EXERCISE DETAILS: Copy all of the records below word for word, omitting the pictures.

(Labeled-object pointing entries)
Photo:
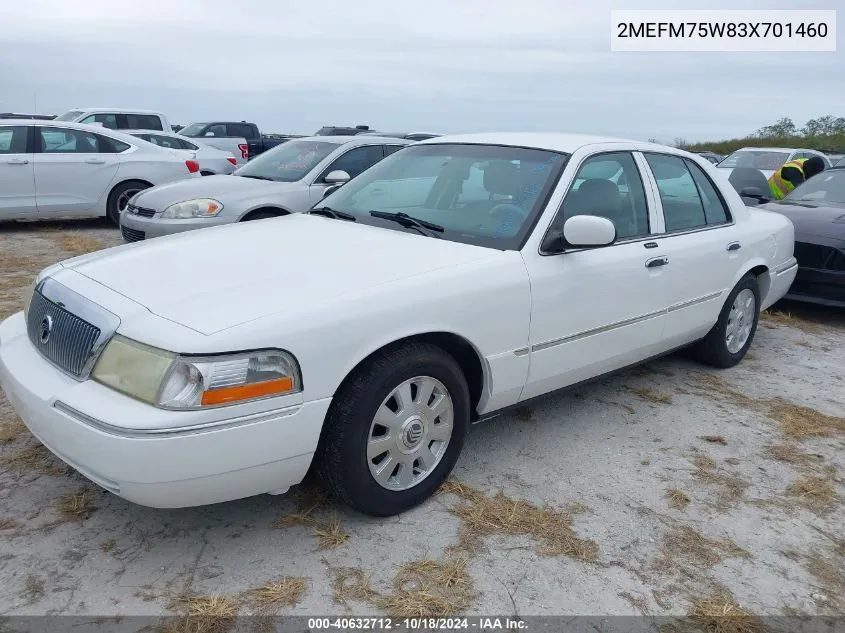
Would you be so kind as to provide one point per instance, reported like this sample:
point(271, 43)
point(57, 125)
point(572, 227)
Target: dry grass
point(720, 613)
point(803, 422)
point(429, 588)
point(76, 506)
point(485, 516)
point(651, 396)
point(35, 458)
point(685, 544)
point(8, 523)
point(285, 592)
point(730, 486)
point(678, 499)
point(203, 614)
point(350, 583)
point(77, 243)
point(814, 493)
point(33, 588)
point(791, 320)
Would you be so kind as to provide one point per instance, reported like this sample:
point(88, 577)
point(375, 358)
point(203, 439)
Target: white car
point(767, 159)
point(50, 169)
point(212, 161)
point(455, 278)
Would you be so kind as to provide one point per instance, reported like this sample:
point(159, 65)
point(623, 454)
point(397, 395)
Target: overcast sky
point(412, 65)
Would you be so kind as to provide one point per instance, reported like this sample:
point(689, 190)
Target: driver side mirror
point(582, 231)
point(337, 177)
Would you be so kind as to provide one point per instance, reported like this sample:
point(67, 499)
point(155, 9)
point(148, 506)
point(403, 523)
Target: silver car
point(289, 178)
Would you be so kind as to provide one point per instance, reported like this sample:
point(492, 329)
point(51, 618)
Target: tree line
point(825, 133)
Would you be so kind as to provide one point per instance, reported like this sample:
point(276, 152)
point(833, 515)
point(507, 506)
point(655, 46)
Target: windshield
point(193, 129)
point(289, 162)
point(485, 195)
point(70, 115)
point(756, 159)
point(826, 187)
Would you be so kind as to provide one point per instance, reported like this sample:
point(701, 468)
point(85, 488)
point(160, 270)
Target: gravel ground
point(667, 489)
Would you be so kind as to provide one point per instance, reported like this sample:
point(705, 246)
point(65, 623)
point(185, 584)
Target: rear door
point(698, 241)
point(73, 169)
point(17, 175)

ANSWER TO THE EXERCISE:
Photo:
Would you be so kind as to provide one point per instance, reported like this sample:
point(271, 43)
point(57, 125)
point(572, 227)
Target: dry grass
point(720, 613)
point(803, 422)
point(429, 588)
point(76, 506)
point(485, 516)
point(651, 396)
point(35, 458)
point(685, 544)
point(8, 523)
point(285, 592)
point(730, 486)
point(678, 499)
point(203, 614)
point(350, 583)
point(77, 243)
point(814, 493)
point(33, 588)
point(791, 320)
Would you be so kind as to provide one point per instance, reported like this sample:
point(88, 577)
point(375, 358)
point(203, 439)
Target: white car
point(767, 159)
point(50, 169)
point(212, 161)
point(455, 278)
Would you be so kind as to provide one point per instance, reported like this sample:
point(159, 65)
point(623, 454)
point(397, 395)
Target: overcast sky
point(412, 65)
Would you be so kind as to provide one point per instance, reported like this sample:
point(689, 190)
Target: driver side mirror
point(582, 231)
point(337, 177)
Would you be so kind as to provide one point per instance, reported like this sample:
point(67, 499)
point(155, 9)
point(148, 506)
point(403, 523)
Target: silver car
point(289, 178)
Would you be so kind as to provide one point per instance, reported like this sample:
point(492, 329)
point(51, 618)
Target: tree line
point(825, 133)
Would you be so kind as to provide one point per instance, reported like this sample:
point(276, 152)
point(833, 515)
point(507, 506)
point(655, 46)
Target: windshield
point(193, 129)
point(289, 162)
point(485, 195)
point(70, 115)
point(756, 159)
point(826, 187)
Would you be so kind as to provide one point per instance, reported like this sample:
point(701, 468)
point(85, 488)
point(160, 270)
Target: gravel ground
point(667, 489)
Would you be so kind as to provide one point per instance, reported like this sample:
point(705, 246)
point(65, 623)
point(185, 584)
Target: rear door
point(698, 241)
point(73, 169)
point(17, 175)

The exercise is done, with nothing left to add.